◆ **TEKSTFRAGMENT**

────────────────────

Snappen naar punten door exacte afstand of coördinaten te gebruiken - numeriek snappen

Tekla Structures
2021
Tekla Structures

Snappen naar punten door exacte afstand of coördinaten te gebruiken - numeriek snappen

U kunt exacte afstanden en coördinaten invoeren wanneer u naar een positie snapt.Dit wordt numeriek snappen genoemd.

Een afstand of coördinaten invoeren

Gebruik het dialoogvenster Voer een numerieke locatie in om de afstand of de coördinaten van een positie waar u naar wilt snappen op te geven.

  1. Voer een commando uit waarbij u punten moet aanwijzen.

    Begin bijvoorbeeld met het maken van een ligger.

  2. Wijs het eerste punt aan.
  3. Verplaats de muisaanwijzer om de richting van het snappen aan te geven.
  4. Voer met het toetsenbord een afstand of de coördinaten in.

    Voer bijvoorbeeld 1000 in als de afstand vanaf het laatste aangewezen punt. Wanneer u gaat invoeren, geeft Tekla Structures automatisch het dialoogvenster Voer een numerieke locatie in weer.

  5. Nadat u de afstand of coördinaten hebt ingevoerd, klikt u op OK of drukt u op Enter om naar de positie te snappen.

Voorbeeld van snappen: Langs een lijn naar een snappunt volgen

Volgen betekent dat u een lijn volgt en een punt op een bepaalde afstand langs de lijn aanwijst. U gebruikt het volgen meestal in combinatie met numerieke coördinaten en andere snaptools zoals snapknoppen en orthogonaal snappen. Dit voorbeeld geeft weer hoe u een punt op een opgegeven afstand langs een lijn moet aanwijzen. Gebruik het dialoogvenster Voer een numerieke locatie in om de afstand vanaf het laatst aangewezen punt op te geven.

  1. Maak twee liggers en plaats deze zoals hieronder wordt weergegeven:

  2. Schakel het liggercommando in om een of meer liggers te maken.
  3. Wijs het eerste punt aan.

  4. Beweeg de muisaanwijzer over het snijpunt van de stramienlijn zodat deze op het snappunt wordt vergrendeld, maar klik niet op de muisknop.

  5. Voer 1000 in.

    Wanneer u gaat invoeren, geeft Tekla Structures het dialoogvenster Voer een numerieke locatie in weer.

  6. Klik op OK om de afstand te bevestigen.

    Tekla Structures maakt een ligger die 1000 eenheden lang is en tussen de door u gedefinieerde punten is geplaatst.

U kunt ook:

  • Buiten het snappunt volgen, bijvoorbeeld 4000 eenheden vanaf het eerste punt.

  • Volg in tegenovergestelde richting door een negatieve waarde in te voeren, bijvoorbeeld -1000.

Raadpleeg voor een voorbeeld hoe u numeriek snappen in tekeningen moet gebruiken Een schetsobject op een opgegeven afstand plaatsen.

────────────────────

◆ **GETOONDE RECORDS**
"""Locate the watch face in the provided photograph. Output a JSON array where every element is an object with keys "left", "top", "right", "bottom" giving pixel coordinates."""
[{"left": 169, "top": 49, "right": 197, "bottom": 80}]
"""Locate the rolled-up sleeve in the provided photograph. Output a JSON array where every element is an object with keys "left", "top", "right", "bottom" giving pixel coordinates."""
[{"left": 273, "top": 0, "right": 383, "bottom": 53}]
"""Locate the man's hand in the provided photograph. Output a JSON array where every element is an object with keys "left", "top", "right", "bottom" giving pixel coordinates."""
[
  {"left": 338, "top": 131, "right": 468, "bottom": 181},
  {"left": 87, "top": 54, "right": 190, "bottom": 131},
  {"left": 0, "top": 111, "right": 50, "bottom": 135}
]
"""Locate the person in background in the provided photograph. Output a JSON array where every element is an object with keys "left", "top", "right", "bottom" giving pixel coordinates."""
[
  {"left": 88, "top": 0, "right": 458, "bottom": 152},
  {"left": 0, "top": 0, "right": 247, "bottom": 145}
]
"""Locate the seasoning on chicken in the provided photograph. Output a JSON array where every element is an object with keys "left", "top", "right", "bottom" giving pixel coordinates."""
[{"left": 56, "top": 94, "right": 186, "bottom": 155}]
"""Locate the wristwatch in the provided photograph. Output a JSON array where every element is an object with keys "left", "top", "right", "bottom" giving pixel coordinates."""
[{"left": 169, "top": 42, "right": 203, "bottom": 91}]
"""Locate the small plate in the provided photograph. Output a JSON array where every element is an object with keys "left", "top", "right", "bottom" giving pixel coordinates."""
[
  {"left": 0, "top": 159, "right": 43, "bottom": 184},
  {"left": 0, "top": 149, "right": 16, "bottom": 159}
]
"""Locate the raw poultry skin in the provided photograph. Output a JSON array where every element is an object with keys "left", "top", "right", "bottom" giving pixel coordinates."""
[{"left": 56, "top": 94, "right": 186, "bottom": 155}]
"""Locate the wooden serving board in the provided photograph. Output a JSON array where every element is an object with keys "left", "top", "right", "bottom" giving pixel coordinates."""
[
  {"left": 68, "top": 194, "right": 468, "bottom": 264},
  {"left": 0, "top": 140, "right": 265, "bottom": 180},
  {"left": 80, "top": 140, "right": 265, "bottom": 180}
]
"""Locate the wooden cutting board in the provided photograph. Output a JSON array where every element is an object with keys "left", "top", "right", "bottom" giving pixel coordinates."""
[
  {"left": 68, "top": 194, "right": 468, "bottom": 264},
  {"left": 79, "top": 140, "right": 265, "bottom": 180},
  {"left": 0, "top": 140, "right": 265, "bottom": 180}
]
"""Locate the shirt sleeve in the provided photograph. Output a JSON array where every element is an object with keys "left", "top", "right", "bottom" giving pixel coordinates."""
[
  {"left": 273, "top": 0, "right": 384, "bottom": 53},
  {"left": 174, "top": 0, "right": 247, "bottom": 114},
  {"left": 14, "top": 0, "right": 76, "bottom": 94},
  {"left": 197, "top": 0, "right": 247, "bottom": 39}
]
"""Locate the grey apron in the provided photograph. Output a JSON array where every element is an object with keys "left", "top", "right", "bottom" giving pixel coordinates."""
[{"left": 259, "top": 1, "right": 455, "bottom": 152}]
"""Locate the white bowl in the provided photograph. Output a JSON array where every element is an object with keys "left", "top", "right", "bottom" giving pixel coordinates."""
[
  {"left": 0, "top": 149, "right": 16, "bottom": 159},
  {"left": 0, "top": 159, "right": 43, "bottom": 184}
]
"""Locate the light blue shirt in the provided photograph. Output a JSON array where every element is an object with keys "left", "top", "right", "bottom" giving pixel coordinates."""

────────────────────

◆ **UIT TE VOEREN OPDRACHTEN**
• 1. Welk dialoogvenster toont Tekla Structures volgens de tekst over numeriek snappen zodra u gaat invoeren?
• 2. Som in volgorde de vijf genummerde stappen op onder "Een afstand of coördinaten invoeren" in de tekst over numeriek snappen.
• 3. Schrijf de tekst over numeriek snappen verder vanaf het punt waar die ophoudt.

◆ **VERWACHTE RESULTATEN**
• 1. Het dialoogvenster Voer een numerieke locatie in.

• 2.
1. Voer een commando uit waarbij u punten moet aanwijzen.
2. Wijs het eerste punt aan.
3. Verplaats de muisaanwijzer om de richting van het snappen aan te geven.
4. Voer met het toetsenbord een afstand of de coördinaten in.
5. Klik op OK of druk op Enter om naar de positie te snappen.

• 3.
De snapmodus wijzigen

Tekla Structures heeft drie snapmodi: relatief, absoluut en globaal. Gebruik de variabele XS_KEYIN_DEFAULT_MODE om de standaard snapmodus aan te duiden.

  1. Klik in het menu Bestand op Instellingen > Variabelen en ga naar de categorie Eigenschappen modelleren.
  2. Stel de variabele XS_KEYIN_DEFAULT_MODE in op RELATIVE, ABSOLUTE, of op GLOBAL.
    • In de modus relatief snappen zijn de coördinaten die u als zodanig zonder enige prefix in het dialoogvenster Voer een numerieke locatie in invoert relatief ten opzichte van de laatste aangewezen positie.

    • In de modus absoluut snappen zijn de coördinaten gebaseerd op de oorsprong van het werkvlak.

    • In de modus globaal snappen zijn de coördinaten gebaseerd op de globale oorsprong en de globale x- en y-richting.

  3. Klik op OK om de wijzigingen op te slaan.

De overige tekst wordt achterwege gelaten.